Can you resume the introduction on adaptive cruise control for automated vehicles below, continuing on from its final sentence?

Document.
## BEGIN

Introduction
Automated vehicles have drawn considerable attention widespread from the public recently since they have been expected to have a transformative impact on road transportation, for instance, to address critical traffic issues such as energy and capacity shortage. AVs are those equipped with embedded sensors named on-board units (OBUs) such as Radar or LIDAR to acquire real-time driving information from the leading vehicle via the detecting process [1], [2]. Among vehicle automation functions, longitudinal control, such as adaptive cruise control plays an essential role to automatically adjust their speeds to maintain a desired distance from the preceding vehicle to avoid rear-end collisions. And ACC provides assistance to the drivers in the task of longitudinal control during their motorway driving [3], [4]. With fast-developing communication technologies, cooperative ACC is very heated recently [5], [6]. It is appealing because of the enhancement of vehicle performance and situational awareness. However, cooperative ACC can be unreliable due to the immaturity of vehicle to vehicle communication [7]. Hence, ACC is still worth investigating.
A quantity of ACC car-following optimal control algorithms and strategies were proposed during the past decades. For example, two illustrious models, the optimal velocity model (OVM) [8] and intelligent driver model (IDM) [9], [10], initially designed to mimic human-driven vehicle’s (HV) car-following behavior are then applied to describe ACC vehicle behavior. The OVM regulates the vehicle towards an optimal speed defined as a function of the time headway, however, it does not have a collision-free property. IDM addresses the safety problem by introducing extra parameters such as a brake term to constrain acceleration. Nevertheless, these models do not consider human driver characteristics and have an obvious flaw in distinguishing the essential difference between HV’s car-following and AV’s car-following behavior.

## END

Listed entries.
## BEGIN

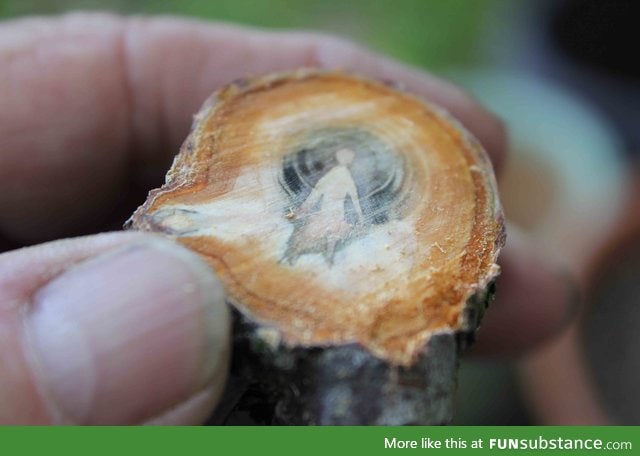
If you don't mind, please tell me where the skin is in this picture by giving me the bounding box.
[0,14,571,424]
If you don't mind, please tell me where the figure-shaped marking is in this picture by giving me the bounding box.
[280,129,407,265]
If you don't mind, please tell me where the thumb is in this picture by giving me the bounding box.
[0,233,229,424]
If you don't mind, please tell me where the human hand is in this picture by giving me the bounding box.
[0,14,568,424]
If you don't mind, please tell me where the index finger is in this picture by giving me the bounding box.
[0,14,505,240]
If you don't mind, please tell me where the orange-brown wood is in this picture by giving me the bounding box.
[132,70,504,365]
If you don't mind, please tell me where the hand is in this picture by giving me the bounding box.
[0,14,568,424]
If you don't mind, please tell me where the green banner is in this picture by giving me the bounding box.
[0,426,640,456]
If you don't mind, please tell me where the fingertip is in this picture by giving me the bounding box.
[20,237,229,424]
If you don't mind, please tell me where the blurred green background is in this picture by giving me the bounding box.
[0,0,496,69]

## END

Result.
Other than directly applying or modifying existed HV car-following models, a large amount of control theory based ACC algorithms are developed rapidly, which can be generally divided into three main categories: (i) optimal control with explicit objectives and hard constraints [11], [12], (ii) linear controllers [5], [13] and (iii) nonlinear controllers [14], [15]. The first type is usually implemented in a model predictive control (MPC) fashion [14], [16]–[20], which represents a series of control algorithms that use explicit process models to predict future responses of certain inputs. The MPC approach is attractive due to its flexibilities on objectives and constraints modelling. However, especially for constrained MPC, it does not guarantee feasible solutions and requires an efficient algorithm to solve the constrained optimization problem. Compared with MPC, objectives of unconstrained nonlinear and linear controllers are more fixed, and constraints are lack. Linear ACC controllers usually design the acceleration to be proportional to the spacing deviation and the relative speed with the predecessor, which are fast in computing and easier to apply in practice. Nonlinear controllers exist to depict some scenarios more precisely such as a mixed traffic environment consisting of AVs, HVs, and semi-autonomous vehicles while with the drawback of increasing calculation complexity [15]. In spite of the above-mentioned three categories of methods have both strengths and weaknesses, personalized preferences are barely considered in previous controller design. AVs are usually treated as simply homogenous.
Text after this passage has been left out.